INFORMATION SHOWN:

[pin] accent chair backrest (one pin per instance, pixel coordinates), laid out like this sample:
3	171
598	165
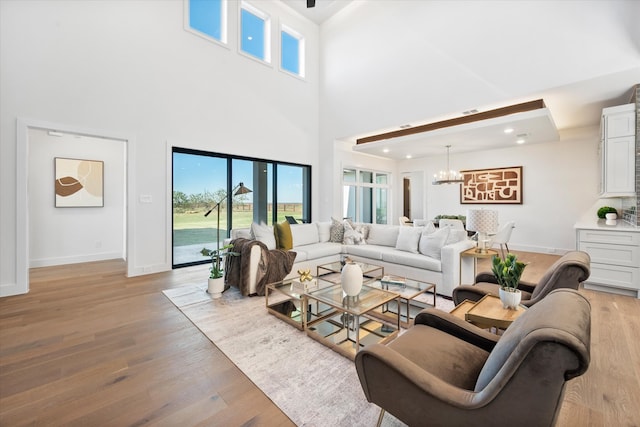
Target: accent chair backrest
568	271
563	318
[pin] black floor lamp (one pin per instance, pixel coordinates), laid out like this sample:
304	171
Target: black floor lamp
237	190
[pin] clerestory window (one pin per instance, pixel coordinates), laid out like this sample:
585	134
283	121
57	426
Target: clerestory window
255	27
292	51
207	18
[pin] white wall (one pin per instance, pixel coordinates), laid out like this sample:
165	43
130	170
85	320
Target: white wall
422	60
70	235
560	183
130	68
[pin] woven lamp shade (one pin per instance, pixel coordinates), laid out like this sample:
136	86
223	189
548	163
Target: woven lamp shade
482	220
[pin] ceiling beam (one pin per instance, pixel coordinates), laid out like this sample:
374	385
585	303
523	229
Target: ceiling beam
491	114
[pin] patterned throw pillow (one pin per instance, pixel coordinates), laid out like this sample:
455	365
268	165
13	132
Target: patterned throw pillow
353	236
336	232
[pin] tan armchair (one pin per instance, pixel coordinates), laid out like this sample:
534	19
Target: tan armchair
568	271
445	371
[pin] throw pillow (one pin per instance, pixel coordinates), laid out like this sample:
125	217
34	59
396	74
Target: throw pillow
324	231
362	228
304	234
353	236
264	234
383	235
431	243
336	232
283	236
455	236
408	238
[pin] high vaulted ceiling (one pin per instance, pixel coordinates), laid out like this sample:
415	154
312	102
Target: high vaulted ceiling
389	64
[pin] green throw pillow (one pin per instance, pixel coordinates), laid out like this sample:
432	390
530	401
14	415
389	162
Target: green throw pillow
282	233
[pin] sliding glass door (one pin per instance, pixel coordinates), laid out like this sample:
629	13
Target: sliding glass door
213	193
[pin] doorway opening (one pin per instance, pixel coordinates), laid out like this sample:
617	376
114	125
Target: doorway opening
24	178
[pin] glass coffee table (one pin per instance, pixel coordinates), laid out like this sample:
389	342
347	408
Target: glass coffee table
284	300
331	271
346	324
414	294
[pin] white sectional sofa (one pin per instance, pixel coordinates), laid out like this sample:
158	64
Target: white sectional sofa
421	253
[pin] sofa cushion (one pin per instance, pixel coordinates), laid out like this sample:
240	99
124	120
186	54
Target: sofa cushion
304	234
318	250
455	236
373	252
324	231
383	235
282	233
408	238
412	260
241	233
353	235
336	231
264	234
431	243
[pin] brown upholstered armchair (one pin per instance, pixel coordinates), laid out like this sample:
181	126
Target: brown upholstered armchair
568	271
445	371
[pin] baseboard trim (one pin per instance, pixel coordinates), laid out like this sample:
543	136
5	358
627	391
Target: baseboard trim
75	259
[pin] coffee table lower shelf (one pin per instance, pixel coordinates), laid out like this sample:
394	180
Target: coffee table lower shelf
337	331
346	324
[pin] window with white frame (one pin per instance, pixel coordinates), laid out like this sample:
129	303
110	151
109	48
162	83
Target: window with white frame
207	18
255	28
365	195
292	47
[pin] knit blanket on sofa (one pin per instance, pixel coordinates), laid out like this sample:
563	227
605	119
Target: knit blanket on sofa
274	266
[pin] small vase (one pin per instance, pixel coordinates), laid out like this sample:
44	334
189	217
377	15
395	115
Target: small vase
216	287
351	279
510	299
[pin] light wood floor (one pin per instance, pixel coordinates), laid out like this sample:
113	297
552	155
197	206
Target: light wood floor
88	346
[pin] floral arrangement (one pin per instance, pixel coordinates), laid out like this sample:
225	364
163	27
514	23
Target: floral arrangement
305	275
216	256
508	272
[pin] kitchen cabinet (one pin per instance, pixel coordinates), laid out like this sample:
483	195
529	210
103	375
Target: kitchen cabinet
615	260
617	151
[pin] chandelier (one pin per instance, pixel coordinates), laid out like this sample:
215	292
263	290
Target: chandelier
447	176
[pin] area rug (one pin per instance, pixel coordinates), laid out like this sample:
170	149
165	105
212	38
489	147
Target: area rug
309	382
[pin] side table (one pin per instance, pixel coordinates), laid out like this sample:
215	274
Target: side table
487	313
471	253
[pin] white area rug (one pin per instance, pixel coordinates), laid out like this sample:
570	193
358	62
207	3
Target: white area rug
309	382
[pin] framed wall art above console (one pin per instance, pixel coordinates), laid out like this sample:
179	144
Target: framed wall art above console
492	186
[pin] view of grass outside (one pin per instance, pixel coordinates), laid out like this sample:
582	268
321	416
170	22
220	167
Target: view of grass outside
201	179
191	227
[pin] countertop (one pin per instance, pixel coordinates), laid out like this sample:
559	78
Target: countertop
601	224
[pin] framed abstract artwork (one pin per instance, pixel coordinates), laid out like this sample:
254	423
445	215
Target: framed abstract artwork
78	183
492	186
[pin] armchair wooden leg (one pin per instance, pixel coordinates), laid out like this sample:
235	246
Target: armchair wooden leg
380	418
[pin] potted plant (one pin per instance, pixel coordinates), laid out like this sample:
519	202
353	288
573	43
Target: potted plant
216	278
508	273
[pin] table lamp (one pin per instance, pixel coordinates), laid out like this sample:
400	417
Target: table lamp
482	221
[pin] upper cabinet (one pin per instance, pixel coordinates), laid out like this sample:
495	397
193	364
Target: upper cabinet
617	151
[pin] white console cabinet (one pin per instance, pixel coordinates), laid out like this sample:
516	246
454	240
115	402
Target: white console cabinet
617	151
615	260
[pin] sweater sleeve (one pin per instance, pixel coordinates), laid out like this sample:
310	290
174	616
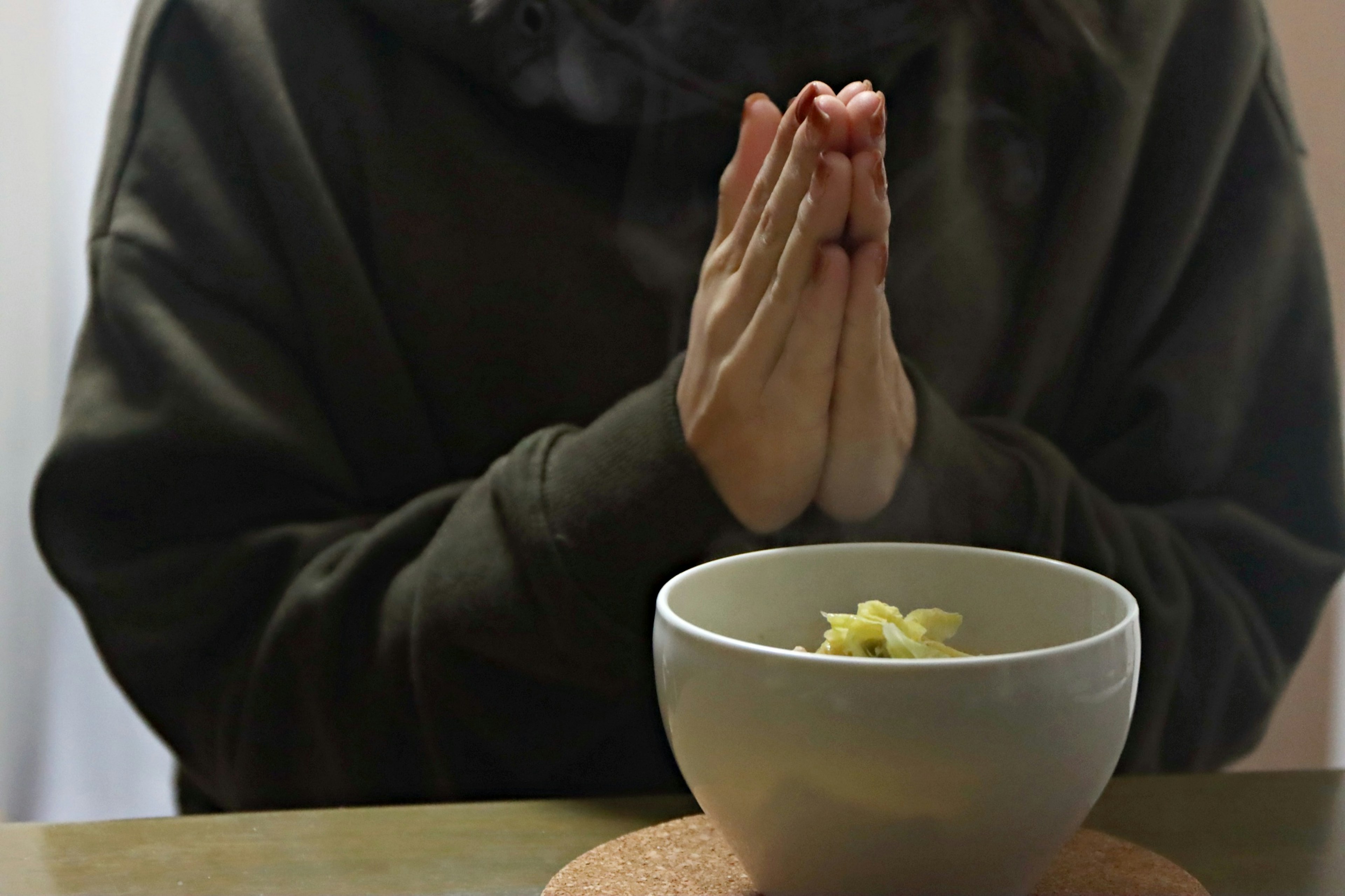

GIVEN EXERCISE: Count the lines in the items above that contain the word "woven", and state only that number.

FULL ANSWER: 2